▶ [TAREFA PROPOSTA 1]: Transcreva sem mudar nada a parte do trecho sobre a TV Cultura que começa em "bibliografia detém-se muito" e termina em "exibição de programas.".
━━ TRECHO DE ORIGEM ━━
Estes estudos são a base para a nossa compreensão do que levou a TV Cultura a

ser referência de TV pública de qualidade no Brasil e no mundo. No entanto, esta

bibliografia detém-se muito mais sobre a questão político-administrativa dentro de um

contexto histórico, do que à análise dos programas e conteúdos ligados ao “fazer

televisivo”, ou seja, à produção e exibição de programas.

Sente-se a ausência de estudos que se detenham mais detalhadamente sobre a

análise de sua programação como resultante das possibilidades de experimentação de

novos formatos de programa que a TV Cultura tem enquanto instituição pública. É esta

lacuna que este artigo pretende preencher, servindo, pelo menos parcialmente, como

ponto de partida para a reflexão sobre a programação da TV Cultura como produto de

sua liberdade de inovação, que a tornou referência de programação de qualidade.
━━━
━━ REGISTROS DO CONJUNTO ━━
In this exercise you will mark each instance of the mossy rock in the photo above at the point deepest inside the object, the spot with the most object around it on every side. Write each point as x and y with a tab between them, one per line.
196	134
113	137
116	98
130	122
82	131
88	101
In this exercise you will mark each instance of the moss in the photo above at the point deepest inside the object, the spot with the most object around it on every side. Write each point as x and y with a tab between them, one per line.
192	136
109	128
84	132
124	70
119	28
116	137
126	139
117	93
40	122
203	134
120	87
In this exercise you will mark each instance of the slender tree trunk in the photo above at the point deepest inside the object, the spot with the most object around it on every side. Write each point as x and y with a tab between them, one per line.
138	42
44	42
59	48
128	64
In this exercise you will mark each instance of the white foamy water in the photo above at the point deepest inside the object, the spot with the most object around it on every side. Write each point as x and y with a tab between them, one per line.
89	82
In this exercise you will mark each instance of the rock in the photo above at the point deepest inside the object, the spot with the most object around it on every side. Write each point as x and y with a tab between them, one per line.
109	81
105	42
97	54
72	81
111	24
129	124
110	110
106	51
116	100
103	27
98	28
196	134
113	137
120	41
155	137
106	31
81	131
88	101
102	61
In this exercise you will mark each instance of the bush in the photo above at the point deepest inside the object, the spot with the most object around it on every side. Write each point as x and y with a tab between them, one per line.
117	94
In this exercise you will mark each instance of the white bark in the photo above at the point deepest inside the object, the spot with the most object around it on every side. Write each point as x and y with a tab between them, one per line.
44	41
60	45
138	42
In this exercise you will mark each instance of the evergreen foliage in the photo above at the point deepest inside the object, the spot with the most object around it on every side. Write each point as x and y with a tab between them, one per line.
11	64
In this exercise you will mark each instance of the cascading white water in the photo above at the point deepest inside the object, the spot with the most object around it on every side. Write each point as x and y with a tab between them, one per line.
━━━
▶ [TAREFA PROPOSTA 2]: Conte as linhas dos registros que contêm a palavra "rock", diferenciando maiúsculas de minúsculas, e responda só com o número.

▶ [RESPOSTA ESCRITA 1]:
bibliografia detém-se muito mais sobre a questão político-administrativa dentro de um

contexto histórico, do que à análise dos programas e conteúdos ligados ao “fazer

televisivo”, ou seja, à produção e exibição de programas.

▶ [RESPOSTA ESCRITA 2]: 2